Given request: Rewrite the stretch of the listing from the line containing "Query: pizza crust slice" through the end, requests included, and increase every coordinate in the answer points by 41.

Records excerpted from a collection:
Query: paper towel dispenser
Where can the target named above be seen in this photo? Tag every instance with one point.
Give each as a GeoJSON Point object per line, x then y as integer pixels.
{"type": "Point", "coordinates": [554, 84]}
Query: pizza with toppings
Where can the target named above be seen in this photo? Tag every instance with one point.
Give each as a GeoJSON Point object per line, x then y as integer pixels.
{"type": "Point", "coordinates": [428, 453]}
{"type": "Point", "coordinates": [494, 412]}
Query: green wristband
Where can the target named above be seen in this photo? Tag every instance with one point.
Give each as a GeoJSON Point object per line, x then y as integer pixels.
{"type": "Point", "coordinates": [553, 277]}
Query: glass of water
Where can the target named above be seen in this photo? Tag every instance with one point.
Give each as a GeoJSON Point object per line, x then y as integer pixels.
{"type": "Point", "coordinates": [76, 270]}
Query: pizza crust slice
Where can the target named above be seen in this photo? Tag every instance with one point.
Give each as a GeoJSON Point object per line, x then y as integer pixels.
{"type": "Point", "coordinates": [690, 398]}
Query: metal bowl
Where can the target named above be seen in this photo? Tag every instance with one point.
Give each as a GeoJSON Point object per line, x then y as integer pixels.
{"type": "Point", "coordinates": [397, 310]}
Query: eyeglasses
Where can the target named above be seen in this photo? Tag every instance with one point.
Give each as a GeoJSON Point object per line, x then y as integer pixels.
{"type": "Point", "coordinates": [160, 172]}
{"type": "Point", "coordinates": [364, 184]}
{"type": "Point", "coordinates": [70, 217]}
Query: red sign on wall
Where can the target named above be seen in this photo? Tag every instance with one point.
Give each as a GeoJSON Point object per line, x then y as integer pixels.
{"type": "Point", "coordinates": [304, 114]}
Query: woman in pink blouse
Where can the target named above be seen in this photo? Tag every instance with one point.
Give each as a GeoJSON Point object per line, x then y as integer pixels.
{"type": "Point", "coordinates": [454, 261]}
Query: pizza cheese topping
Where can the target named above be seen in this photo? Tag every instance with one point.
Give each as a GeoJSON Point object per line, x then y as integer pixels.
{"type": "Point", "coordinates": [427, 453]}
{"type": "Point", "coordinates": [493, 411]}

Correct output:
Query: pizza crust slice
Where can the target named above be seen in this photo? Tag every instance with one point.
Give each as a GeoJSON Point object per line, x then y as integer pixels.
{"type": "Point", "coordinates": [731, 439]}
Query: metal bowl
Where can the target named above be seen in this photo? Tag every instance with one point.
Give each as a GeoJSON Point object per line, x then y as integer pixels.
{"type": "Point", "coordinates": [438, 351]}
Query: eyeglasses
Where can the target named above be seen in this photo? Tag every instance with one point.
Give each as a GeoJSON Point object per line, x then y as integer pixels.
{"type": "Point", "coordinates": [201, 213]}
{"type": "Point", "coordinates": [405, 225]}
{"type": "Point", "coordinates": [111, 258]}
Query: red sign on wall
Where can the target named above be seen in this photo? Tag every instance with one point.
Give each as a GeoJSON Point object per line, x then y as integer pixels.
{"type": "Point", "coordinates": [345, 155]}
Query: woman in pink blouse
Where can the target named above be seen in this photo? Tag every instance with one point.
Give each as a GeoJSON Point object per line, x then y as integer pixels.
{"type": "Point", "coordinates": [495, 302]}
Query: pizza cheese topping
Where can the target named above be seen in this photo? Tag every instance with one point.
Give each as a GeoJSON Point object per line, x then y as integer pixels.
{"type": "Point", "coordinates": [468, 494]}
{"type": "Point", "coordinates": [534, 452]}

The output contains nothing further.